··· Text block ···

Guide to Writing an “Off-beat” Bollywood Film

The only difference between a general big-banner Bollywood film and an “off-beat/ Intellectual/ hard-hitting” movie is that the latter has uglier aesthetics. Their attitudes towards Indian Hindu society are pretty much the same. 

After reviewing films and their themes for so long, the Gems of Bollywood team found some common themes at play in these films and decided to share this wisdom with anyone who thinks that only a brainiac can make these kinds of “new wave” films.

So, if you know anyone trying to make a film to seek the validation of left-leaning film organisations, festivals, media outlets etc., please share this list with them. They will, perhaps, thank you later.

  1. A somewhat relatable protagonist who has to break away from the “shackles of the cruel Hindu society”.

    Understand that any reference to samaj is about the Hindu community only. But since Hindus are seen as lesser-evolved souls by the “progressive” filmmakers, their films will also project Hindu families and societies as unworthy of respect and preservation.

    These are not our words. Read what Karl Marx wrote in the New York Daily Tribune on June 25, 1853. He describes Hinduism as “That religion is at once a religion of sensualist exuberance and a religion of self-torturing asceticism; a religion of the Lingam and the juggernaut; the religion of the Monk, and the Bayadere.

    He writes more:

    We must not forget that these little communities were contaminated by distinctions of caste and by slavery, that they subjugated man to external circumstances instead of elevating man the sovereign of circumstances, that they transformed a self-developing social state into never changing natural destiny, and thus brought about a brutalizing worship of nature, exhibiting its degradation in the fact that man, the sovereign of nature, fell down on his knees in adoration of Kanuman, the monkey, and Sabbala, the cow.

··· Stored data ···

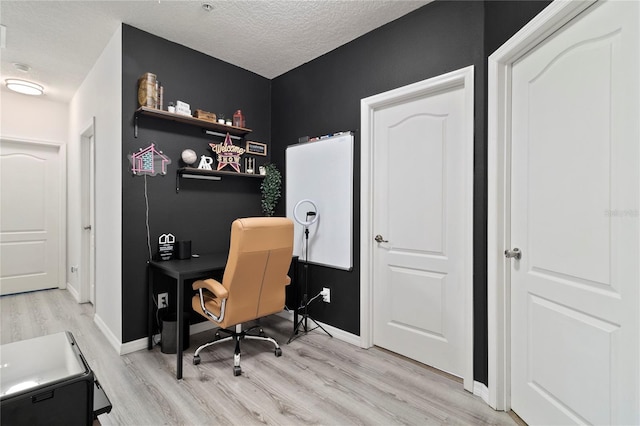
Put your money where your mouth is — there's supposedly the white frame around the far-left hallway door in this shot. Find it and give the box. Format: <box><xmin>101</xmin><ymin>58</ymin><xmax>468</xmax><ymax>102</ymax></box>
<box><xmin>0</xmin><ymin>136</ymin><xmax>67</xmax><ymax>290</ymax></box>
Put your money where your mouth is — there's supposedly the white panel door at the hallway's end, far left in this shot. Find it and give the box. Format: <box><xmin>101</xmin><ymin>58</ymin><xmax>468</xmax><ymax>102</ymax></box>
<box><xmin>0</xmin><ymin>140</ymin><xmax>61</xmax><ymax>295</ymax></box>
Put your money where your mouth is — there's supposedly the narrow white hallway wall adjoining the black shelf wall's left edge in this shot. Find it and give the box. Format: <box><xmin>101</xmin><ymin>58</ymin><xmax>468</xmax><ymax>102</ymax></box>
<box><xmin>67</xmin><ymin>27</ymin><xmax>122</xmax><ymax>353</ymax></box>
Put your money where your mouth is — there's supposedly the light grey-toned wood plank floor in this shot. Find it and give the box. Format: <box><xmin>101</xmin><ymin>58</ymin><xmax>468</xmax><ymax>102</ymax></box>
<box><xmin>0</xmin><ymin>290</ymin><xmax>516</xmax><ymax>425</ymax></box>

···

▶ [Apply what you read]
1 – In the guide to writing an "off-beat" Bollywood film, why will such films project Hindu families and societies as unworthy of respect and preservation?
2 – According to the Bollywood film guide, where and when did Karl Marx write the passage it quotes?

▶ [Task-by-task results]
1 – The guide says that the "progressive" filmmakers see Hindus as lesser-evolved souls. For that reason, their films present Hindu families and societies as unworthy of respect and preservation.

2 – In the New York Daily Tribune on June 25, 1853.